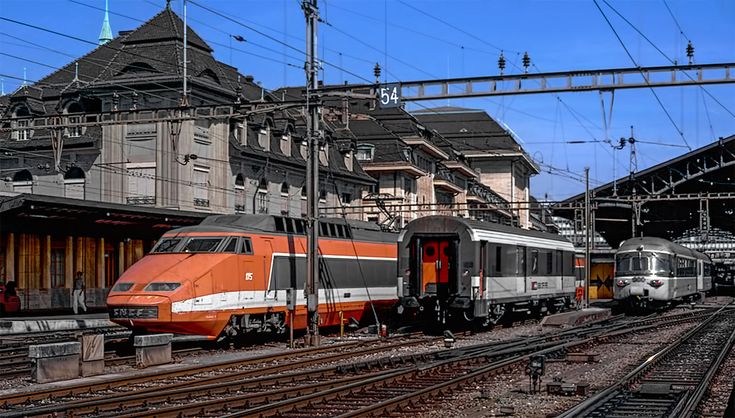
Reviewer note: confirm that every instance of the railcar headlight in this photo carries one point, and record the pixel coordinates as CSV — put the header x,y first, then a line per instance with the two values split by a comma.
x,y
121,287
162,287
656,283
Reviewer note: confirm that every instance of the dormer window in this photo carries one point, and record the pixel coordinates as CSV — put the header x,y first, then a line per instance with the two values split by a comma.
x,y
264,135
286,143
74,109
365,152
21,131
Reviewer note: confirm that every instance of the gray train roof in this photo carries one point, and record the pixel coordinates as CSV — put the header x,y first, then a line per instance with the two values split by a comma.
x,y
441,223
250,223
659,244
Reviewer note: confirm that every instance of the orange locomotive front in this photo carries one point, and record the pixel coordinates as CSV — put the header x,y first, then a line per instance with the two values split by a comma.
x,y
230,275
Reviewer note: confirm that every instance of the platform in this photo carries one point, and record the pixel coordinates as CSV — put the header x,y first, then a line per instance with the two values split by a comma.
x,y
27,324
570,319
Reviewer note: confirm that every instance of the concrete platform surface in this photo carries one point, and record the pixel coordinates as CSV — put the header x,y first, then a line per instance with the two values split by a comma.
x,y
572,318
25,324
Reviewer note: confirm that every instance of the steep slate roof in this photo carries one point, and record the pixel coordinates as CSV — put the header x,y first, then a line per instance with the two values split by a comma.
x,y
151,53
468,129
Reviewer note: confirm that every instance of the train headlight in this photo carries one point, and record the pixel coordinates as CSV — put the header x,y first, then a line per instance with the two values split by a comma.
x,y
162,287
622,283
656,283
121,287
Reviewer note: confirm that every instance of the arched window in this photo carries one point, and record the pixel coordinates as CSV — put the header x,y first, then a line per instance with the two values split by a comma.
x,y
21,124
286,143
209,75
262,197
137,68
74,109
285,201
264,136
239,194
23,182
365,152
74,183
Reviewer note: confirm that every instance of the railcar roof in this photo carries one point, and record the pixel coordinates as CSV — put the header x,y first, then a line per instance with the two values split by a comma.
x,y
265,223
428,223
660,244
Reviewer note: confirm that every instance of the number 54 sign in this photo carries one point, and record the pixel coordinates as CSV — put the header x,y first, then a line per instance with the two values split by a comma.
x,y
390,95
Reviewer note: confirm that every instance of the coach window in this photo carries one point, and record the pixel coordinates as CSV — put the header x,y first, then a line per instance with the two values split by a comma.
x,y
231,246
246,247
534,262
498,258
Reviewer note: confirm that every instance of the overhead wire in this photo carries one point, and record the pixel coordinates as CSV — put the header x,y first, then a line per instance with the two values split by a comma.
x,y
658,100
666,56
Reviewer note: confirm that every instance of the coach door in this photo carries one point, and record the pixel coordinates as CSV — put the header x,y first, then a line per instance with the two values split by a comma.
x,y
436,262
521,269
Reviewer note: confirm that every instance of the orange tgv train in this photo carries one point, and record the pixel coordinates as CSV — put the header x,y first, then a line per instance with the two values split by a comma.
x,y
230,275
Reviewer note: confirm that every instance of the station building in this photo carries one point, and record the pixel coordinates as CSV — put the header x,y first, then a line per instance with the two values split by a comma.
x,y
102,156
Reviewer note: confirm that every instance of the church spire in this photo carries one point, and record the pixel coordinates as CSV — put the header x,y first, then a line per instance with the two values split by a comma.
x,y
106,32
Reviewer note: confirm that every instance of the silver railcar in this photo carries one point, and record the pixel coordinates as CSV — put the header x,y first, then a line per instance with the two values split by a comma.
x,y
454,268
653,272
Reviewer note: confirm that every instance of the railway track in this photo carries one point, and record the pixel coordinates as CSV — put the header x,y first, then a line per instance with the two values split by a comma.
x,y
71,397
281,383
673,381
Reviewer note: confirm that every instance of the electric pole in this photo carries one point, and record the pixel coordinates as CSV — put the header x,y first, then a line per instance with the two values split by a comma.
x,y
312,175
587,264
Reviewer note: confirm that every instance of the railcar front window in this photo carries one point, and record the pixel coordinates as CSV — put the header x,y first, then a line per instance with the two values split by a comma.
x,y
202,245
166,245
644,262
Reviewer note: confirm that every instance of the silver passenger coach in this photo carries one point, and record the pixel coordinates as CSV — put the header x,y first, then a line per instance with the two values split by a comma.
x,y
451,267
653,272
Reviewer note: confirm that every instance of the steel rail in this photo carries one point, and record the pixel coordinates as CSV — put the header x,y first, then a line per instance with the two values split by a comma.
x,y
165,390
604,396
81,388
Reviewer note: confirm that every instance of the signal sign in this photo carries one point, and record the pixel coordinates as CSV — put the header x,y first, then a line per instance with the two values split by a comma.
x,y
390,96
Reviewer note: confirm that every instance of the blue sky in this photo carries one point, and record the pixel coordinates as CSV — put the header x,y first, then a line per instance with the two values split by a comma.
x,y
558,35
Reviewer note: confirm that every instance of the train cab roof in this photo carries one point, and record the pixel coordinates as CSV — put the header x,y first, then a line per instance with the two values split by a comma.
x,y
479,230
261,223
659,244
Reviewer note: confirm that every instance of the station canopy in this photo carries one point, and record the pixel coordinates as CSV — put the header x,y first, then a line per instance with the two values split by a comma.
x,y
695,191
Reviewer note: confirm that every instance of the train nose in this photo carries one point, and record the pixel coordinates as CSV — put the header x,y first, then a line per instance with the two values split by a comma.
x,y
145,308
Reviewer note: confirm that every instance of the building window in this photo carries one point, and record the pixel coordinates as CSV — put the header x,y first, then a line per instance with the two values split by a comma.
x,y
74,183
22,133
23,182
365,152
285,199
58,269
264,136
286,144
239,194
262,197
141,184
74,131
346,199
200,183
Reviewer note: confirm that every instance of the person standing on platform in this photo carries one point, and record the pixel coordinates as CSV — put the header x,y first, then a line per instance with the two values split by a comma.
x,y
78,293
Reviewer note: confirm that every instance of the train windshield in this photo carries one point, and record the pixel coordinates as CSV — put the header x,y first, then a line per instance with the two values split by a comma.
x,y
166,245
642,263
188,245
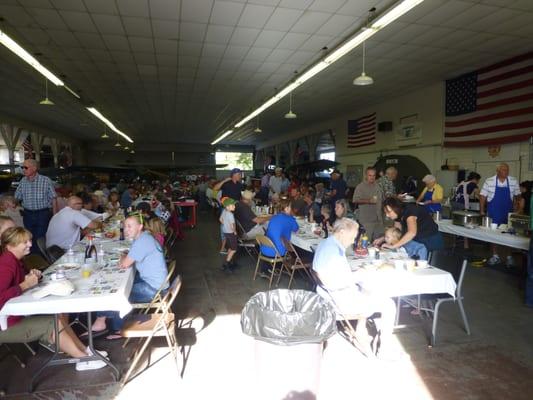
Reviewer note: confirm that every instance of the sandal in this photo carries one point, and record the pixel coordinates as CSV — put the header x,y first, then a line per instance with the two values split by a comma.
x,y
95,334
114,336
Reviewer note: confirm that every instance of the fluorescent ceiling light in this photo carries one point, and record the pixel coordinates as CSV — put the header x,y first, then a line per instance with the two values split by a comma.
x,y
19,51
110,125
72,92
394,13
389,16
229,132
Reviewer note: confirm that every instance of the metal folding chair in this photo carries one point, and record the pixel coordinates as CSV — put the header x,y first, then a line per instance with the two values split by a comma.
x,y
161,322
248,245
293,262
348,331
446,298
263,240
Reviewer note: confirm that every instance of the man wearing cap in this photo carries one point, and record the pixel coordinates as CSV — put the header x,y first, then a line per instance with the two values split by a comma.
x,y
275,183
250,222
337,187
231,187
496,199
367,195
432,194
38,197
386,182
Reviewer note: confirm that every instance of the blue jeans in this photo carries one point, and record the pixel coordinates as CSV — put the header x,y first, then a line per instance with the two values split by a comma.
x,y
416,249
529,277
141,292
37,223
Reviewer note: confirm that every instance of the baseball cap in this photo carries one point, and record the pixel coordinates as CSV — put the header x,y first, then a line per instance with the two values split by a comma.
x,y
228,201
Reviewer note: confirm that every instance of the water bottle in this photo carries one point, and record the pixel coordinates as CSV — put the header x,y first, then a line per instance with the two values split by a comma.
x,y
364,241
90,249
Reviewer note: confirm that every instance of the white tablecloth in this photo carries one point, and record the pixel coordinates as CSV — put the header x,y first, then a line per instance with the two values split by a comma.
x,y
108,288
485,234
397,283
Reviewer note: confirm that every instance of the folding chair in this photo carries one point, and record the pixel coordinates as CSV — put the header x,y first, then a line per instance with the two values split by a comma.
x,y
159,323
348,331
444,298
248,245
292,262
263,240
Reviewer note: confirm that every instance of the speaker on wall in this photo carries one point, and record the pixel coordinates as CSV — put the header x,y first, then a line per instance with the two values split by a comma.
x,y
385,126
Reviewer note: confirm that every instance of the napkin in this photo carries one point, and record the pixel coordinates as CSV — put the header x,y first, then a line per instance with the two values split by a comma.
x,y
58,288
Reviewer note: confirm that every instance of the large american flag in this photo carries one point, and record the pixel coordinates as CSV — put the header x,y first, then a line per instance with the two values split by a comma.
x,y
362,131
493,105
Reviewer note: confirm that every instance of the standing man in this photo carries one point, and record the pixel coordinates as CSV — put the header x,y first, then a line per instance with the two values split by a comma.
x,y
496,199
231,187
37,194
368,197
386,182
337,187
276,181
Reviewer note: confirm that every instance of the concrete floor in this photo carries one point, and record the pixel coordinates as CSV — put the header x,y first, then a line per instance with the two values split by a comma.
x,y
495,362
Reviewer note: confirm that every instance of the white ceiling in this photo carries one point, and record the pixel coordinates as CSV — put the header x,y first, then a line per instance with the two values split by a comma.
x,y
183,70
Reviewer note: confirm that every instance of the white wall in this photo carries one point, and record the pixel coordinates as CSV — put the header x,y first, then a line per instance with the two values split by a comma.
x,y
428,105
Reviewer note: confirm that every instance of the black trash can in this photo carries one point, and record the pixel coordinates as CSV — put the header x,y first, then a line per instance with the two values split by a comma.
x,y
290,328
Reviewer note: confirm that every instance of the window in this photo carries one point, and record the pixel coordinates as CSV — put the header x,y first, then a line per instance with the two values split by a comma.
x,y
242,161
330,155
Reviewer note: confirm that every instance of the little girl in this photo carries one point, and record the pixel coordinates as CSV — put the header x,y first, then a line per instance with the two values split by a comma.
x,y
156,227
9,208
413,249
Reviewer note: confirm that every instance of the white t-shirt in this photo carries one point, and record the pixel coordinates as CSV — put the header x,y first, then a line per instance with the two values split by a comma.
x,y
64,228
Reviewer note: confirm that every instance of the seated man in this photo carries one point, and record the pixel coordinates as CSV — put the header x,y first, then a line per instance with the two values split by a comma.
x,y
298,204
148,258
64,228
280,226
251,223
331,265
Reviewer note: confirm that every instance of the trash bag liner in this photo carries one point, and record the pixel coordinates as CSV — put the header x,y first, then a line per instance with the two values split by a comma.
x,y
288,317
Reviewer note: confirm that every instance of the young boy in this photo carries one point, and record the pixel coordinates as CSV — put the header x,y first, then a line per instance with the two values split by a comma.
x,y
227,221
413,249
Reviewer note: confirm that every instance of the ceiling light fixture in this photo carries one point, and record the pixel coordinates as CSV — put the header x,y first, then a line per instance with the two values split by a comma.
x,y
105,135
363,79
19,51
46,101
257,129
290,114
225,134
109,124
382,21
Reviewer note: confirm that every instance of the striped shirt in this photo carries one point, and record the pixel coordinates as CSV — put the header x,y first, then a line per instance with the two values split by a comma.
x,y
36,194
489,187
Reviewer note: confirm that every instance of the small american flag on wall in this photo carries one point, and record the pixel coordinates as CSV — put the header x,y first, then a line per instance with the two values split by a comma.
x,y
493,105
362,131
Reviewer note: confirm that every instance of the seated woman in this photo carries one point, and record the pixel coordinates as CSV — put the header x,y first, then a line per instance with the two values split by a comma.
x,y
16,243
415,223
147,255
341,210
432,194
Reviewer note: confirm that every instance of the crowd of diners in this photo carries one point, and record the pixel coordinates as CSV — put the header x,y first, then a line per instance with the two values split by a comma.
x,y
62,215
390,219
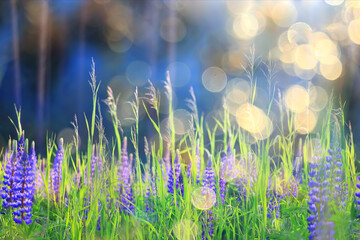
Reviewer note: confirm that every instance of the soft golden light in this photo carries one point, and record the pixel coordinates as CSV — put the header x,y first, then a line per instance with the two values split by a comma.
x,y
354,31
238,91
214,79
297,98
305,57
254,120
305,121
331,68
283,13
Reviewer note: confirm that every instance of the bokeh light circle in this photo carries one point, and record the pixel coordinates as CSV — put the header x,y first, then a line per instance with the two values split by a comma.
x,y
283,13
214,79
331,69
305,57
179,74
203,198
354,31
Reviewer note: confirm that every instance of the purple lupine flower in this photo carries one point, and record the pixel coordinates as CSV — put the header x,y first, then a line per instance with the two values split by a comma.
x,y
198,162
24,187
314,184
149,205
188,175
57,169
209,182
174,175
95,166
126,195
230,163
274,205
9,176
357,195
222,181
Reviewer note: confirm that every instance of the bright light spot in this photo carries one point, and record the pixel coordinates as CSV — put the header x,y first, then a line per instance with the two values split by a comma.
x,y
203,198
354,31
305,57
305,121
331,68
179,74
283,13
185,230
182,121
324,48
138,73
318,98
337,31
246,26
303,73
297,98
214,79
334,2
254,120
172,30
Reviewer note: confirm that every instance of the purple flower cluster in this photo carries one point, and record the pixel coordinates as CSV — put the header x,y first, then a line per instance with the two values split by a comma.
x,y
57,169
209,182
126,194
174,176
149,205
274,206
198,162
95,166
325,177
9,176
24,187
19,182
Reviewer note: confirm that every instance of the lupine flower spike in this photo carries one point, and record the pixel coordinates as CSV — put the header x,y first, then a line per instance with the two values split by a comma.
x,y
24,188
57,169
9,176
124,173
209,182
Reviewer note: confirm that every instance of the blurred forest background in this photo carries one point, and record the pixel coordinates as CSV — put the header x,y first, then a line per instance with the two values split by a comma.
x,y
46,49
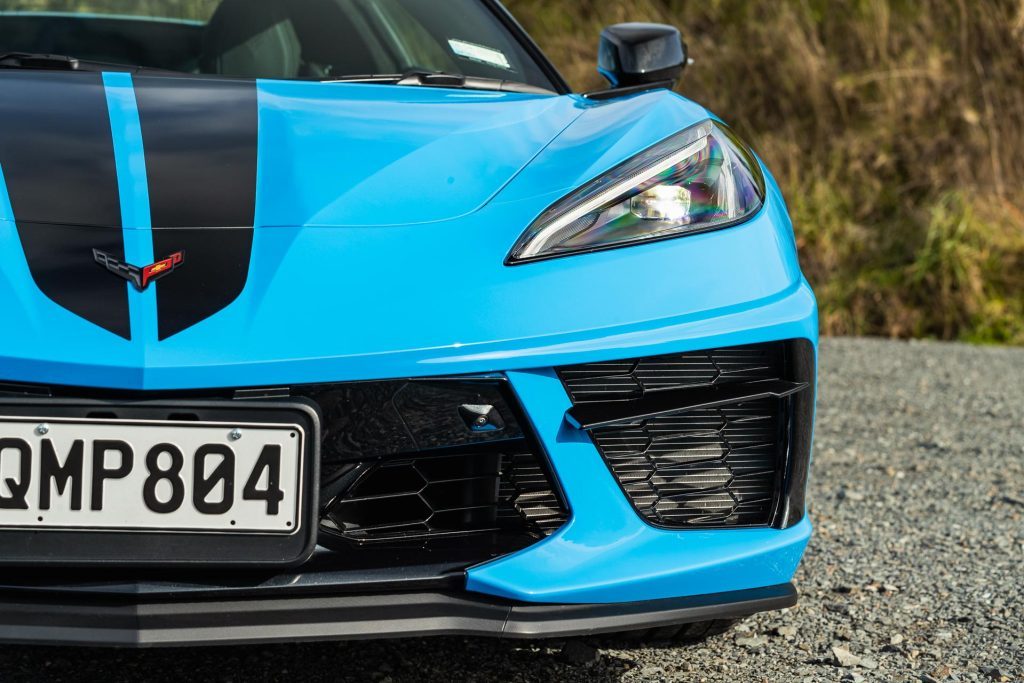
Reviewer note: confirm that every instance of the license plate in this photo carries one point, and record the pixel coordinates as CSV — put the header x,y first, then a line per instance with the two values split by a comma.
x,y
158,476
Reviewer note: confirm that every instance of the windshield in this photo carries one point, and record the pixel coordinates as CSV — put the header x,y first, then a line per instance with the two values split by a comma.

──────

§ TASK DIRECTIONS
Pick up at the line that holds "Reviewer note: confirm that every instance of the purple flower" and restate each line, word for word, through the last line of the entries. Include both end lines but none of the pictures.

§ SOLUTION TO THE EXERCISE
Reviewer note: confirm that every instance of the purple flower cluster in this photo carries one point, and record the pixel coordinates as CSV — put the header x,y first, then a line per instance with the two values split by a comma.
x,y
57,169
209,182
126,194
174,176
149,205
274,206
198,162
95,166
325,177
9,176
24,187
19,182
Reviewer note: confirm that every instance of the lupine flower spike in this photo carries one point, and record the pixel coordinates as CSV — put the header x,y first, then a line per instance with the two values split by a comma.
x,y
24,188
57,169
9,176
124,173
209,182
Reviewer note: confirm that every instance of the blurred forest background in this photo carries one point, and record the pixel coordinates as CSV — put the header x,y first, then a line per instance with the two values split by a comma.
x,y
46,49
Reviewer note: confirm that every instance of the license plate in this photo carries one point, and record the pixel coordinates as CSV — put the header x,y first, then a line per instance with the two values split by a comma.
x,y
158,476
Reviewer note: confirm that every instance of the windshield in this photo carries one point, and record the pixel coordinates as CSV — put the header x,y first, then a line per instance with the two values split by a comma.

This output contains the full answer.